# Records for this task start
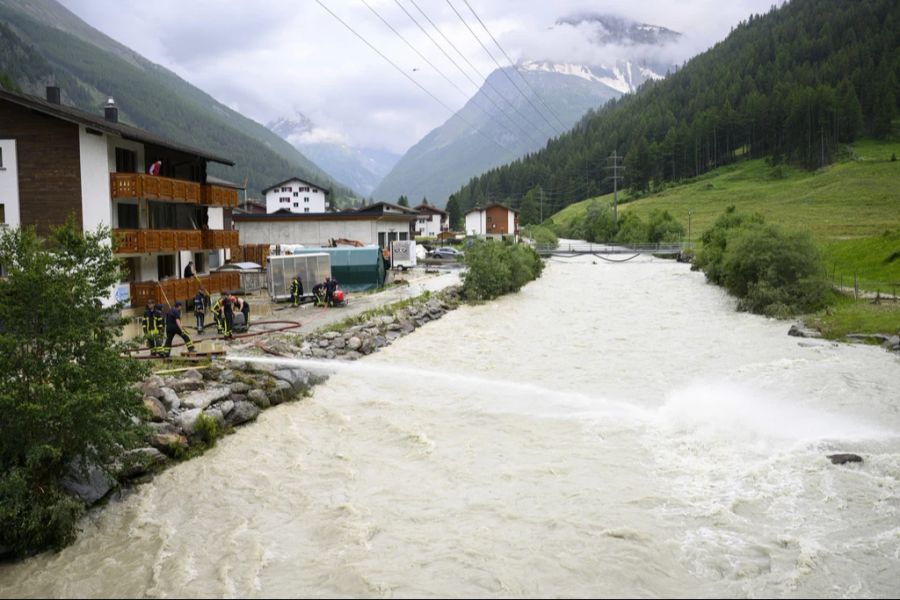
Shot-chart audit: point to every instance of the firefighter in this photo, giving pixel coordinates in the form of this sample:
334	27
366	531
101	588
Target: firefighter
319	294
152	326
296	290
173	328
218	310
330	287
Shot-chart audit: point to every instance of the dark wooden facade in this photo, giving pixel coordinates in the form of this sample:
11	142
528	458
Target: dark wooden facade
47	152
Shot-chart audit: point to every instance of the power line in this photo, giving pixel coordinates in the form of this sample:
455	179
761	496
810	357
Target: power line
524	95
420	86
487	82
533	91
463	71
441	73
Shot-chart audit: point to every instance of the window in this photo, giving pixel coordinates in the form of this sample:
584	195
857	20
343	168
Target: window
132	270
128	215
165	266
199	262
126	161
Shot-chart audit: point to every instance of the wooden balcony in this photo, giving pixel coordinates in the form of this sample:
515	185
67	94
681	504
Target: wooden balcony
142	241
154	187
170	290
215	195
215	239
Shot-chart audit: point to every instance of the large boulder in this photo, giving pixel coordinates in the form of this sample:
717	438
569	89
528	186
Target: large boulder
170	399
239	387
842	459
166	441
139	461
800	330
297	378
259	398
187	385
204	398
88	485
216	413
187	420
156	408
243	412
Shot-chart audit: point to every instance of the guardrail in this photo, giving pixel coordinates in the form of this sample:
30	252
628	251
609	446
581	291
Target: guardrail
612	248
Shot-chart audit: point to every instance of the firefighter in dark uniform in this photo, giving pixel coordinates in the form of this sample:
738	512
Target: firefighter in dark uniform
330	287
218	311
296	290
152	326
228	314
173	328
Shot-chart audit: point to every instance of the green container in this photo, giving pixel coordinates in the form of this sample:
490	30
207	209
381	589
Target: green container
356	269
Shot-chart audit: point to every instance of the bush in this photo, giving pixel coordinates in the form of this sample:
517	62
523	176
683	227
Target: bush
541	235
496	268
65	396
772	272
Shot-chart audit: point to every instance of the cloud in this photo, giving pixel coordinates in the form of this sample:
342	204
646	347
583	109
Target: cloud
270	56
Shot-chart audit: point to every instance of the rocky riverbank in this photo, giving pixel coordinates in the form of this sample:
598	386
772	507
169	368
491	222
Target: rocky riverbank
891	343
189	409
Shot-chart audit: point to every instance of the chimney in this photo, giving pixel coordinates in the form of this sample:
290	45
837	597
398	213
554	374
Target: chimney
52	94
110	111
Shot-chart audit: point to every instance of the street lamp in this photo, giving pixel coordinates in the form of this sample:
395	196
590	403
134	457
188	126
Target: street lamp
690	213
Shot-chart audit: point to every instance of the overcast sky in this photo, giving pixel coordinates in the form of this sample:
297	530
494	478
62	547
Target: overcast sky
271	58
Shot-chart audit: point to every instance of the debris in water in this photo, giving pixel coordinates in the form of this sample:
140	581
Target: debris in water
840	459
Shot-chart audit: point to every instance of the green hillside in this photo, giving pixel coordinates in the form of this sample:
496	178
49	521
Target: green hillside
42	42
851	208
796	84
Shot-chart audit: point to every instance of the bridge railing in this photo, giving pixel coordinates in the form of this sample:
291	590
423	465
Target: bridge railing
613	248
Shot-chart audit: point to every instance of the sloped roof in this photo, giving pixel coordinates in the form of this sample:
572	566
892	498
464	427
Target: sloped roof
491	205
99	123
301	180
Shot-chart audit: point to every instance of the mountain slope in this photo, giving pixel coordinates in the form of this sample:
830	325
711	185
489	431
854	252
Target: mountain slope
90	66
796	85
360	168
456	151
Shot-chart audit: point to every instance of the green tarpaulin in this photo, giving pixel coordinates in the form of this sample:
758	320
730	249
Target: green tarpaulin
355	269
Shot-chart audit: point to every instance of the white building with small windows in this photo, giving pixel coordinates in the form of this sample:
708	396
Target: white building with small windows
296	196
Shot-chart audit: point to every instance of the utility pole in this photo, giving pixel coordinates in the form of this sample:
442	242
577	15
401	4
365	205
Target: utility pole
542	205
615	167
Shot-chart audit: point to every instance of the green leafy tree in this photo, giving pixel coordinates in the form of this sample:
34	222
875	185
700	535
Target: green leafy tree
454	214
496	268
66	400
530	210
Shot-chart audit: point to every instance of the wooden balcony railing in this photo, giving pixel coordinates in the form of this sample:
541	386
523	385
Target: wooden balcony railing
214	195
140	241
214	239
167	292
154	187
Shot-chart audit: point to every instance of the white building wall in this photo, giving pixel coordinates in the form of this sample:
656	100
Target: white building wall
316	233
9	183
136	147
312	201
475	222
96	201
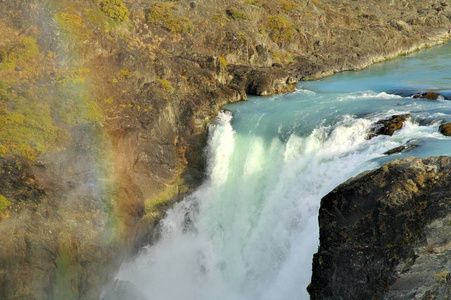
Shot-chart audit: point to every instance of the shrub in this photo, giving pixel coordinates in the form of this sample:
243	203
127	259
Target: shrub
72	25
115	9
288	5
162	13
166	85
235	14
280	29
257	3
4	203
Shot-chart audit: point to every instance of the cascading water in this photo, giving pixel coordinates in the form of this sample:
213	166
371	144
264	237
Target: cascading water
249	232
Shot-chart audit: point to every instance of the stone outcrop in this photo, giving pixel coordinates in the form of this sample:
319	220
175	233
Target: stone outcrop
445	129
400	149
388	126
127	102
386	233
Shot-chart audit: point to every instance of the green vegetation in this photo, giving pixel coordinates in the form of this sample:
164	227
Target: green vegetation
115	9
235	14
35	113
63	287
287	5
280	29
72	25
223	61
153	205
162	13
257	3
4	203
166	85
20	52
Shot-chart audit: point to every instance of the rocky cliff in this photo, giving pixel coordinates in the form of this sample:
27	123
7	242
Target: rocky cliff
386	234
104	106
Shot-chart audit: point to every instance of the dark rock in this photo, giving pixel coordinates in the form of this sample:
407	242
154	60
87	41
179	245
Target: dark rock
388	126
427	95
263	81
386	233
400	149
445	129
# Records for this task end
# Records for this task start
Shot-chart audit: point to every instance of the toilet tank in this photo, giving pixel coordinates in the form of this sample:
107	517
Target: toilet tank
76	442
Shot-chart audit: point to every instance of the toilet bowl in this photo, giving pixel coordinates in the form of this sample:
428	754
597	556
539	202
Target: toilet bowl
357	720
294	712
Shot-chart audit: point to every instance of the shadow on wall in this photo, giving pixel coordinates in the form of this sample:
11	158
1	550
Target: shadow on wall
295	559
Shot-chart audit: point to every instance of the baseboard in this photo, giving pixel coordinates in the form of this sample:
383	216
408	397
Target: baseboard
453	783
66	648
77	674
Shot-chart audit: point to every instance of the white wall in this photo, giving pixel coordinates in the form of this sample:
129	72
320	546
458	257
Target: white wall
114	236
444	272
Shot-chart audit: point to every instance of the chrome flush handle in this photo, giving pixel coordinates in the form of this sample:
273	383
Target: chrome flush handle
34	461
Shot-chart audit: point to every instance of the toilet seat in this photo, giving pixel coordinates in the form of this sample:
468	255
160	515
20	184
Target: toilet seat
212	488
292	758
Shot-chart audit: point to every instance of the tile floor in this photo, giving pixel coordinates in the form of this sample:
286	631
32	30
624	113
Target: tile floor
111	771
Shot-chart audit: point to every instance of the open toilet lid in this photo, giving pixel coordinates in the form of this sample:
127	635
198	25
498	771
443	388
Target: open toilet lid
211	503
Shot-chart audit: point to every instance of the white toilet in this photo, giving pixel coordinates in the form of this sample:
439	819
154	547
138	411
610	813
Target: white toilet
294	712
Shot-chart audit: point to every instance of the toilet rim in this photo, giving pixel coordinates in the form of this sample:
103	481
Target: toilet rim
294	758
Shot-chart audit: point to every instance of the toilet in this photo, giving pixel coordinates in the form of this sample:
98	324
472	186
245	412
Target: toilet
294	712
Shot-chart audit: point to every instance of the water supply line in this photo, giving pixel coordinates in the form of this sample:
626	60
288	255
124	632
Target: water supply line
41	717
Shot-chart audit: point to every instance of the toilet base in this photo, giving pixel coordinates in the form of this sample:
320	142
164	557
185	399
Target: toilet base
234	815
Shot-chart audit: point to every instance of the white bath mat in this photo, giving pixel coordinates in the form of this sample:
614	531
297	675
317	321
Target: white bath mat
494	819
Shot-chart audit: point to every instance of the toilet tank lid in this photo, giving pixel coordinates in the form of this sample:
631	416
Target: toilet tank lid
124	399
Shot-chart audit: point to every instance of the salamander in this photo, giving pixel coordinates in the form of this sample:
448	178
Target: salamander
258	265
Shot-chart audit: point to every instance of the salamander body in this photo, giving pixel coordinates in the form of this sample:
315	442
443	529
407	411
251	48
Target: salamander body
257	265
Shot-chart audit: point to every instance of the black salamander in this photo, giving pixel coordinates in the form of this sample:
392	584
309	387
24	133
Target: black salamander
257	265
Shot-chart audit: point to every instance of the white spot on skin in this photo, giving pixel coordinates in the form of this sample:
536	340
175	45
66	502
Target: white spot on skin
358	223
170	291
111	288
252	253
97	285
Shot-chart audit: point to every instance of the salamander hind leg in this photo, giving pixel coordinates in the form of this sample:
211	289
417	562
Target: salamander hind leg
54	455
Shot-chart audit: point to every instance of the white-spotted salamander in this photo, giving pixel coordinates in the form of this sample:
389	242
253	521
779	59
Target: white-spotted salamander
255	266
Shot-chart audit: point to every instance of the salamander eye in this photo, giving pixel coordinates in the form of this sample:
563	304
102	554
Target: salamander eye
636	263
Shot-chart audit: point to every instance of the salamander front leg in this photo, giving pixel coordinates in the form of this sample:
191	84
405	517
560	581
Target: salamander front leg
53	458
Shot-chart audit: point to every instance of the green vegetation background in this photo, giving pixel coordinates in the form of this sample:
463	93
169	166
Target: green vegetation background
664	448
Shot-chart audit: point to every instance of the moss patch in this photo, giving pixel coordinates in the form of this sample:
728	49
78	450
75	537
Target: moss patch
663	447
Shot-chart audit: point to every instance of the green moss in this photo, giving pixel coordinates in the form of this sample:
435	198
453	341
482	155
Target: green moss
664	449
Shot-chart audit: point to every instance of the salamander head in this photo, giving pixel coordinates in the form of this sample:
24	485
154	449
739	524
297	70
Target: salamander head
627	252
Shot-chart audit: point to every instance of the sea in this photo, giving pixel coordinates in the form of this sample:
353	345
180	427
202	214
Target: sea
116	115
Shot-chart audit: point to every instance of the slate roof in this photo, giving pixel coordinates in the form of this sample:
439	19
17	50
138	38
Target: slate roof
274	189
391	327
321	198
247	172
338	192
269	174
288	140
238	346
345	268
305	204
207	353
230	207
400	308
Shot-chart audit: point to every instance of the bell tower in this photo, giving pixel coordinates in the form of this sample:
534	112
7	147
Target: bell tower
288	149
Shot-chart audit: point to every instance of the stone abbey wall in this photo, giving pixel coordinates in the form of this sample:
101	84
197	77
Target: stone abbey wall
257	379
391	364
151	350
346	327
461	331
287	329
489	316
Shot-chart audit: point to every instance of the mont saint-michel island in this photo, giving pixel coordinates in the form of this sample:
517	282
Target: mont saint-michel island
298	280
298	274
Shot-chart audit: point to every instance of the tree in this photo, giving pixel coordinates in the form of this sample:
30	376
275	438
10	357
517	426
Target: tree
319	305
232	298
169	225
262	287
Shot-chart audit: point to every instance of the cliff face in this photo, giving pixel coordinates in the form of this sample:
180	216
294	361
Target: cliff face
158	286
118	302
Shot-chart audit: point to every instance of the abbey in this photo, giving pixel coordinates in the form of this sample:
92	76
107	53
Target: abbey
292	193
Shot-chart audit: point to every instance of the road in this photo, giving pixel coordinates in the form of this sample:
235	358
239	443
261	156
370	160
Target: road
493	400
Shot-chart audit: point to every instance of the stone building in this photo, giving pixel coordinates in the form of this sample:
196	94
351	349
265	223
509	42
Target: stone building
# Records for this task end
## What is being asked
Count how many lines in the entries contain the word "roof", with case mattering, and give only that number.

## Written answer
4